### Stated goal:
Copy the following material word for word, from start to finish, leaving out the pictures.

<<<<

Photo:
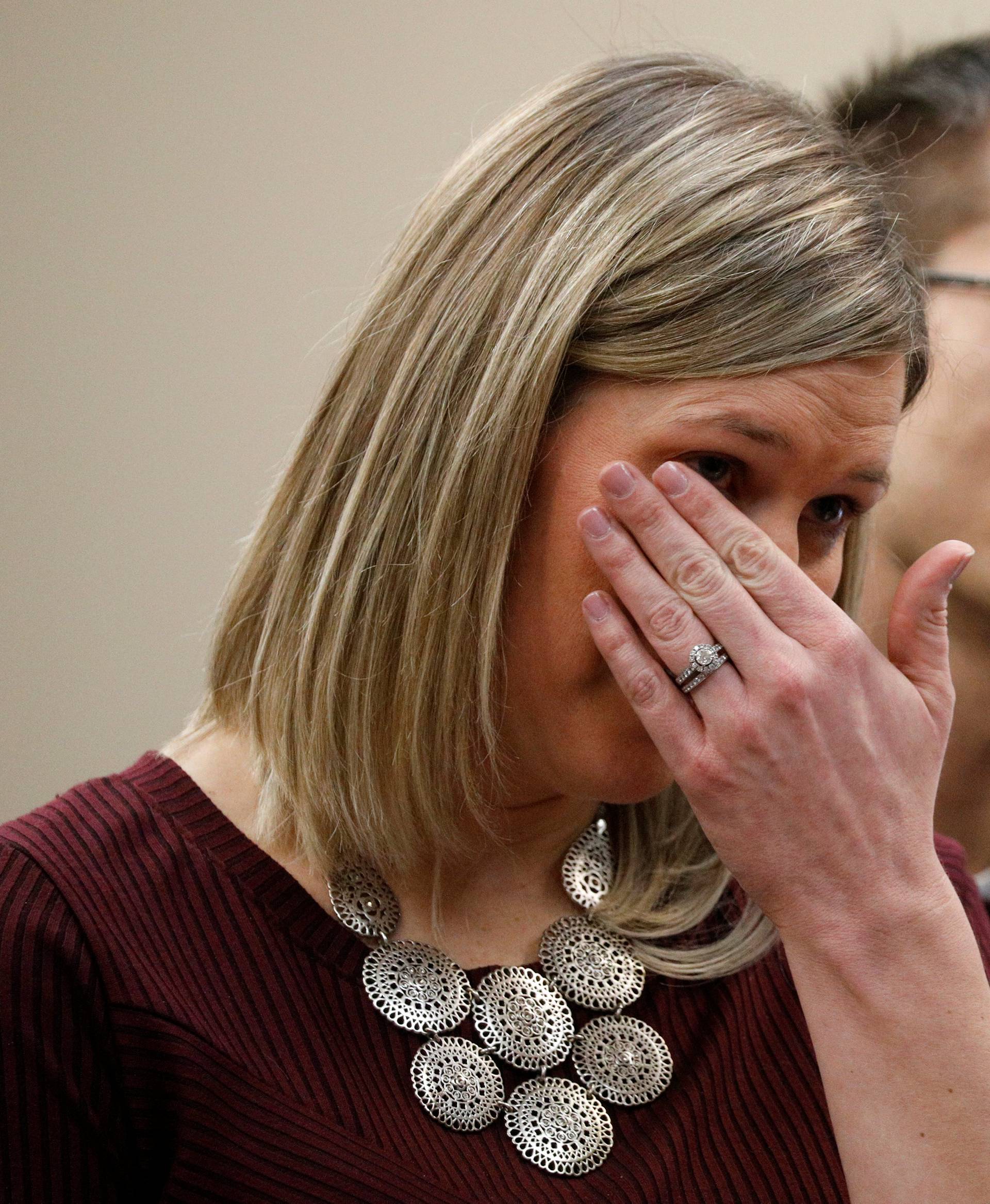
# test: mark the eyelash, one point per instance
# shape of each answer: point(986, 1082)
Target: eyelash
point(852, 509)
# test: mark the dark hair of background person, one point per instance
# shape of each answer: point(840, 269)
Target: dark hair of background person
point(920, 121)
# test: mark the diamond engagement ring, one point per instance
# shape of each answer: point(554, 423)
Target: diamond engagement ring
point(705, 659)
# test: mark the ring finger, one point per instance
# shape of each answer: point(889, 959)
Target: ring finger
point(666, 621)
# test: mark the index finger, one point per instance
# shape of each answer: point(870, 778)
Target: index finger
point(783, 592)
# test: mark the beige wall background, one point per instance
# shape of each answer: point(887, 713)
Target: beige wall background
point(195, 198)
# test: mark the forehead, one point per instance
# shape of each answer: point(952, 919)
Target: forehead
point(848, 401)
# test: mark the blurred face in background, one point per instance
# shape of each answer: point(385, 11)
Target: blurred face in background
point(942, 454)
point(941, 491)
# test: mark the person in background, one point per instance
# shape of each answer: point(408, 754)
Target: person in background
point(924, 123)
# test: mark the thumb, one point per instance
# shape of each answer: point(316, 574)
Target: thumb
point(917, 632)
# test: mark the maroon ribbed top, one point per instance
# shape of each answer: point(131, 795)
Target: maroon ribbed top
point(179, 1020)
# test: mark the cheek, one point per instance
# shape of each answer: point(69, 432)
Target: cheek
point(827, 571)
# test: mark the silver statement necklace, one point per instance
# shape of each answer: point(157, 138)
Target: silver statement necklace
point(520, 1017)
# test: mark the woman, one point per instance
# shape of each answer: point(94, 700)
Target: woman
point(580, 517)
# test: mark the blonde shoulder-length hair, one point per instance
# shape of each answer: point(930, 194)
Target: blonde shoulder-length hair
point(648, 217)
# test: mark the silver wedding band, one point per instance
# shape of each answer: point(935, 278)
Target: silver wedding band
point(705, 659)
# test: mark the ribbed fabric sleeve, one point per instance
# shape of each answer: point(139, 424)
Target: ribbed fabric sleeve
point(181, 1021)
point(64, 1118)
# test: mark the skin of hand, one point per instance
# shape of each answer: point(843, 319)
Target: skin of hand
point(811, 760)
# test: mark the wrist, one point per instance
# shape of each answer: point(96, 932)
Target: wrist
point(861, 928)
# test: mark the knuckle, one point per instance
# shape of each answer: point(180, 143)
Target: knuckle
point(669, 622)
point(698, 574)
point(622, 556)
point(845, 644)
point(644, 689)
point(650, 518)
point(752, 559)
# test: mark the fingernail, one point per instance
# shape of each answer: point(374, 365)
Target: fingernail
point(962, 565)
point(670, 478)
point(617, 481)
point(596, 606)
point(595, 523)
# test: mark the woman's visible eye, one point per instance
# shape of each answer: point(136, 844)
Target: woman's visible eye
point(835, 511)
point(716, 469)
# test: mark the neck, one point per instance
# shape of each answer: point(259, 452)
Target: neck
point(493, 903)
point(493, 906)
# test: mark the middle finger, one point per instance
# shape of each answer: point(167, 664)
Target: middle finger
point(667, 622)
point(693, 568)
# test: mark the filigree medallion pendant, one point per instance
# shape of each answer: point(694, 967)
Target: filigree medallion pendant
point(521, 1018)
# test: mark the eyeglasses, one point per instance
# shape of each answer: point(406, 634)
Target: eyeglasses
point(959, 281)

>>>>

### Written answer:
Photo:
# test: mark the eyelash, one point per instance
# shape of each answer: point(986, 1082)
Target: eyelash
point(852, 509)
# test: mark the dark hair of background person, one point per instance
# shape of each answer: point(840, 269)
Target: dark hair of background person
point(920, 121)
# test: mark the diamond engagement ring, one point per instance
# shape of each answer: point(554, 423)
Target: diamond engagement ring
point(705, 659)
# test: mark the ring finger, one point per instance
# shape of each answer: point(889, 959)
Target: ring finger
point(666, 621)
# test: mark the index finger, one point per instance
# shape of each answer: point(870, 778)
Target: index finger
point(783, 592)
# test: mark the beige wall background, one point per instance
# shape of each answer: point(887, 713)
Target: beige wall background
point(195, 198)
# test: mark the forehead, one point per instance
# shape of each answer: point(952, 919)
Target: forehead
point(848, 401)
# test: mark the blurred face in background, one point per instance
# shape of each answer: point(385, 11)
Target: blurred face in background
point(942, 454)
point(941, 491)
# test: mark the person in background, one point per instance
# shape of each answer: point(408, 754)
Target: person in background
point(924, 123)
# test: mark the thumb, one point per instance
# shape of each answer: point(316, 574)
Target: thumb
point(917, 632)
# test: mark the maroon ribbed top, one point per instance
# shape of each answer: point(131, 795)
Target: maroon ribbed top
point(179, 1020)
# test: mark the cheek, one point per instance
# shape of each answer: point(69, 432)
Target: cheek
point(827, 571)
# test: mark the silver statement necklace, one point per instance
# shape of each answer: point(157, 138)
Target: silver statement necklace
point(520, 1017)
# test: mark the woman, one point per instance
# shape of each answer: point(94, 700)
Target: woman
point(580, 517)
# test: mark the blonde shoulder-length hair, one point per instance
# shape of each answer: point(930, 194)
Target: blonde shoulder-length hair
point(648, 217)
# test: mark the silver wedding band, one point per instance
# shape of each answer: point(935, 278)
Target: silver wedding band
point(705, 659)
# test: mark the ribbed fabric sleeve, one point per instance
# shape of each answer: point(139, 424)
Target: ribbed fabric sleeve
point(181, 1021)
point(64, 1118)
# test: mark the skin of hand, one point per instance
# shape of each answer: point(843, 319)
Target: skin of hand
point(811, 760)
# test: mark the wrist, one point per instance
# shape of each answer: point(96, 932)
Target: wrist
point(861, 928)
# test: mark the knuckle, one point per instance
# shape of each answer: point(180, 143)
Target: knuckle
point(669, 622)
point(698, 574)
point(622, 556)
point(845, 644)
point(644, 689)
point(650, 518)
point(752, 559)
# test: mark the fingernail, one point per instance
# shape of each answer: point(374, 365)
Target: fingernail
point(962, 565)
point(670, 478)
point(617, 481)
point(596, 606)
point(595, 523)
# test: mark the woman's visible eye, one point per instance
# shape of each answer: point(136, 844)
Target: woman's visible eye
point(835, 511)
point(716, 469)
# test: mark the neck, one point per instance
# shape of each answer: point(259, 452)
Target: neck
point(493, 903)
point(493, 906)
# test: mark the middle finger, one point per instance
# shape of each answer: point(167, 664)
Target: middle finger
point(667, 622)
point(693, 568)
# test: mark the filigree medallion pendant, one point per instance
# shape of each answer: point(694, 967)
Target: filigree medallion pendant
point(521, 1018)
# test: mark the eyeglasses, one point per instance
# shape of each answer: point(406, 634)
Target: eyeglasses
point(959, 281)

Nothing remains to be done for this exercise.